### Assignment
Write out word for word the passage of the piece on Dana's rise from Choueifat that falls between "Known as Lebanon’s" and "the small country.", inclusive.

### Text under study

□ □ □ □ □

“Our local champs opening up to the world is the best reward any coach could hope for,” his trainer Rocky Kiblawi, himself a World Muay Thai Champion, told L’Orient Today. “Yet it is unfortunate to see them shine in other countries rather than their own home.”
Known as Lebanon’s third mass exodus, more than 215,000 individuals have immigrated from this country between 2017 and 2021, including 79,134 last year alone, according to statistics from Lebanon’s General Security, as reported by the research firm Information International.
Since October 2019, the Lebanese lira has lost more than 90 percent of its value, eroding people’s ability to access basic goods, including food, shelter, and healthcare. The COVID-19 pandemic increased poverty and economic burdens, pushing out the youth and worsening the brain drain in the small country.
Growing up in a poor neighborhood in Choueifat, south of Beirut, young Dana dreamed of the luxuries the world has to offer. In fancier neighborhoods he saw people driving expensive cars, and on television he was bombarded with stories of people who seemed to have ready access to everything they dreamed of. However, that lifestyle was far removed from the experience of a large chunk of the Lebanese population.
Knowing that the only way to a better life for himself and for his family was through persistent hard work, Dana started working towards that “better life” when he was 14 years old.
“Since my dad works in IT, I knew a bit about how to fix computers, format phones, download free games from the internet before it was common, and to solve minor technical errors in tablets, and mobile phones,” Dana told L’Orient Today. “So, whenever any of my neighbors faced a problem with their device, I would fix it for them, and charge them way less than a professional would.”
He would also buy old motorcycles that were no longer working, fix them, and sell them at a higher price.
After graduating from high school, Dana decided to pursue a degree in business management at the American University of Science and Technology. He knew he wanted to start his own business. In the meantime, he wanted to know who these people were who were living comfortably and did not worry about the problems plaguing the lower to middle class, and how they had found success. He read and observed voraciously and decided that what differentiated successful people from others was their persistence.
“It’s not only about being motivated, it’s about how much effort you're willing to put in, even when you’re not feeling your best,” Dana said.
He decided that there are two kinds of people in the business world: The professionals and the “jokers.”
"The professional knows everything about one kind of job, while the joker knows a lot of things about many kinds of jobs. I decided to be a joker, and not a professional,” he recalled.
He also decided that life is a system that tries to knock a person down, and the value of a person’s success is determined by how many times they get up after being knocked down, so he started training in martial arts like Muay Thai, jujitsu, and free wrestling.
He started traveling across the country to participate in competitions, winning Lebanon’s championship in wrestling and jiu jitsu in 2019 and the Lebanese MMA championship in 2020.
He started training kids and adults in martial arts. He was in a training session on the evening of Aug. 4, 2020 when Beirut port exploded.
“I was training a little kid, no more than seven years old, at the gym, when the building started shaking,” he said. He picked up the child and ran outside, moments before the shock wave from the explosion hit, sending shattered glass flying into the gym.
“Had we been in the building for ten more seconds, we would have been seriously injured,” he said.
That was when he started toying with the idea of moving abroad.
He and a business partner had founded insouks, an online shopping portal, in 2014. The company provided cheaper alternatives to imported clothing; many items were produced locally, and sold at a cheaper price than the ones offered in international brand stores.

□ □ □ □ □

### Dataset records
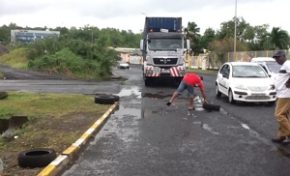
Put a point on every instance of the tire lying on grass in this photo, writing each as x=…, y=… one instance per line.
x=38, y=157
x=106, y=99
x=3, y=95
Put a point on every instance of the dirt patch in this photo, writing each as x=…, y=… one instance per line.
x=3, y=50
x=56, y=133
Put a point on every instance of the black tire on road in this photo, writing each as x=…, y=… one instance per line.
x=106, y=99
x=38, y=157
x=211, y=107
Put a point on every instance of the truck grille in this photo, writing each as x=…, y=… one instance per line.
x=165, y=61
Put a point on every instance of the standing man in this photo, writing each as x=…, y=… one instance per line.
x=282, y=110
x=189, y=81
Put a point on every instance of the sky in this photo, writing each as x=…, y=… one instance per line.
x=130, y=14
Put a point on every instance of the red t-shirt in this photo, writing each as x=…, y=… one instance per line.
x=193, y=79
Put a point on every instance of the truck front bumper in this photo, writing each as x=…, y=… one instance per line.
x=151, y=71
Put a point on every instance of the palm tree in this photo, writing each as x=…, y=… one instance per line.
x=279, y=38
x=193, y=34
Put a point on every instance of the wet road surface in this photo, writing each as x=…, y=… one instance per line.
x=145, y=137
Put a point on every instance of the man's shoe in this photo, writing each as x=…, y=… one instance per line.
x=281, y=140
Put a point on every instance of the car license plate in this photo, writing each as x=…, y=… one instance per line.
x=165, y=70
x=156, y=70
x=258, y=94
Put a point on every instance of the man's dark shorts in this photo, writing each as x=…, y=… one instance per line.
x=183, y=86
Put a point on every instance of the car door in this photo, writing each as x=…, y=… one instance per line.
x=223, y=77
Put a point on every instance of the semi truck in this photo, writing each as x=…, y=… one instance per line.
x=164, y=48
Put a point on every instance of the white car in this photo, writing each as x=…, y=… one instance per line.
x=245, y=82
x=269, y=64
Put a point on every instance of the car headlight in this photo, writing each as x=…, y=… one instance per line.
x=272, y=87
x=241, y=87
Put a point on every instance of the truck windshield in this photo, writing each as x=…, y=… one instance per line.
x=165, y=44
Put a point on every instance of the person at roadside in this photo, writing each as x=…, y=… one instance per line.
x=282, y=109
x=189, y=82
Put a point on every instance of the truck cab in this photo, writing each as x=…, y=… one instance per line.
x=163, y=49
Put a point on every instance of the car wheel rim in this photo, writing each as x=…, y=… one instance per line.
x=230, y=97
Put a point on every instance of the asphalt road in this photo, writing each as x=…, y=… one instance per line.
x=145, y=137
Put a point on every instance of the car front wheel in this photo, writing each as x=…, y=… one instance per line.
x=217, y=91
x=231, y=97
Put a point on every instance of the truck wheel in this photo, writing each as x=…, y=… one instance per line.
x=39, y=157
x=148, y=82
x=106, y=99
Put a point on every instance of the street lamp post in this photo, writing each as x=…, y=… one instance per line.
x=235, y=40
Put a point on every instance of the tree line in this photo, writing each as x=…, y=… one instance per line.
x=78, y=52
x=248, y=38
x=87, y=49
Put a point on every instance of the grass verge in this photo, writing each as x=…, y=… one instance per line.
x=55, y=121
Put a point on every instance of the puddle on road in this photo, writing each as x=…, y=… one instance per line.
x=157, y=95
x=134, y=90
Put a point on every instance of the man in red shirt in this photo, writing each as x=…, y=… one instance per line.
x=189, y=81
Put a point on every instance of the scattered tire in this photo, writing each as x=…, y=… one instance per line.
x=211, y=107
x=106, y=99
x=38, y=157
x=3, y=95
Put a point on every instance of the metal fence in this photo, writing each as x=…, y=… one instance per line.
x=214, y=61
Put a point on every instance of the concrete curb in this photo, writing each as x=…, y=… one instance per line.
x=58, y=165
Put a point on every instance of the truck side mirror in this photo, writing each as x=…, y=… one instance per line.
x=188, y=44
x=141, y=45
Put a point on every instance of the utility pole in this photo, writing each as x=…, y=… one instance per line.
x=235, y=40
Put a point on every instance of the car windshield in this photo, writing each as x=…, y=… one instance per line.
x=248, y=71
x=273, y=66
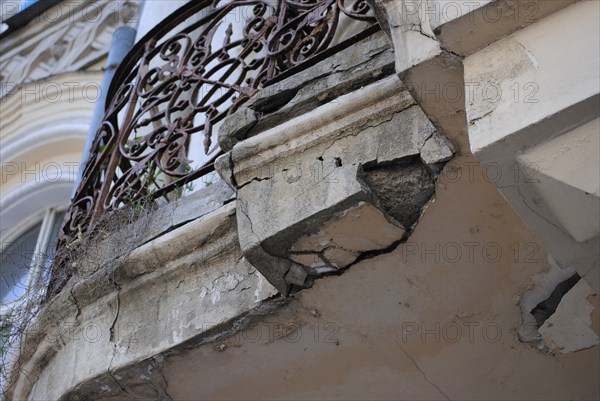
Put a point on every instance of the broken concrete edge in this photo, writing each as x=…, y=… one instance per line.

□ □ □ □ □

### Exercise answer
Known as Lebanon’s third mass exodus, more than 215,000 individuals have immigrated from this country between 2017 and 2021, including 79,134 last year alone, according to statistics from Lebanon’s General Security, as reported by the research firm Information International.
Since October 2019, the Lebanese lira has lost more than 90 percent of its value, eroding people’s ability to access basic goods, including food, shelter, and healthcare. The COVID-19 pandemic increased poverty and economic burdens, pushing out the youth and worsening the brain drain in the small country.